* _PODANY TEKST_:
________________________________________
Wielkanocne potrawy też mogą być zdrowe i lekkostrawne! Wystarczy wprowadzić niewielkie zmiany do przepisu, by zjeść mniej kalorii, a dostarczyć organizmowi więcej witamin i składników odżywczych. Pewnie nie wiesz, ale składniki wielkanocnych potraw, jak i same potrawy też maja wiele właściwości zdrowotnych. Sprawdź, dlaczego warto jeść chrzan, rzeżuchę, jajka, żurek i babkę drożdżową.
Dla większości z nas święta to nie tylko rodzinne spotkania czy odpoczynek, ale też łasuchowanie i... jego przykre konsekwencje. Winne są jednak nie produkty, które wtedy kładziemy na stole. Wiele z nich, np. jajka, chrzan, zielenina, chude mięsa, czy zakwas, na którym robimy żurek, to samo zdrowie! Winny jest sposób, w jaki je serwujemy i brak umiarkowania w jedzeniu.
________________________________________
* _PODANE DANE_:
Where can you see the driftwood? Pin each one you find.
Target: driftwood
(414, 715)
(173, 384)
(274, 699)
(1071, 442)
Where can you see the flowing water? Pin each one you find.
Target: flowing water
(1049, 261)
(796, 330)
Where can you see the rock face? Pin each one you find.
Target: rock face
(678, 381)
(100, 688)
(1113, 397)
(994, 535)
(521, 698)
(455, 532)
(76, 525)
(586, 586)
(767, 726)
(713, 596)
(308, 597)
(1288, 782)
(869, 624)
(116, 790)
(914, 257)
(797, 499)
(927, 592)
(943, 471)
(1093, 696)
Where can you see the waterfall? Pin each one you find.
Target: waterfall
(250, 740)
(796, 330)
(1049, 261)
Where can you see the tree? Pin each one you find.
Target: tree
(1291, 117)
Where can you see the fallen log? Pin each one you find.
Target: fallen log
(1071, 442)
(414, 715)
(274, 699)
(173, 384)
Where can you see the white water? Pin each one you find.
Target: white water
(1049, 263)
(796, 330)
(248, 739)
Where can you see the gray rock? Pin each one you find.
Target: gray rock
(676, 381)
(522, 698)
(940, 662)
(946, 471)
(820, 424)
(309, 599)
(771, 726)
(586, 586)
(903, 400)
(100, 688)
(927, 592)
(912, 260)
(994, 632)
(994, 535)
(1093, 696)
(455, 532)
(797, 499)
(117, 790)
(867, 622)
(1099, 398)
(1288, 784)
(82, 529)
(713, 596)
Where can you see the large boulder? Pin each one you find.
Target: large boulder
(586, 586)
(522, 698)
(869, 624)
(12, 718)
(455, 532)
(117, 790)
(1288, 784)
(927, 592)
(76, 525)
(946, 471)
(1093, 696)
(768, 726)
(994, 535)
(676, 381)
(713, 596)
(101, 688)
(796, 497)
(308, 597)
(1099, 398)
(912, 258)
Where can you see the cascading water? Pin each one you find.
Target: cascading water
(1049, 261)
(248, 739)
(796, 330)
________________________________________
* _TREŚĆ ZADANIA_: Przepisz bez zmian fragment tekstu o wielkanocnych potrawach, zaczynając od słów „Wielkanocne potrawy też” i ciągnąc aż do słów „i babkę drożdżową.”. Korzystaj wyłącznie z tekstu o wielkanocnych potrawach.

* _TWOJA ODPOWIEDŹ_:
Wielkanocne potrawy też mogą być zdrowe i lekkostrawne! Wystarczy wprowadzić niewielkie zmiany do przepisu, by zjeść mniej kalorii, a dostarczyć organizmowi więcej witamin i składników odżywczych. Pewnie nie wiesz, ale składniki wielkanocnych potraw, jak i same potrawy też maja wiele właściwości zdrowotnych. Sprawdź, dlaczego warto jeść chrzan, rzeżuchę, jajka, żurek i babkę drożdżową.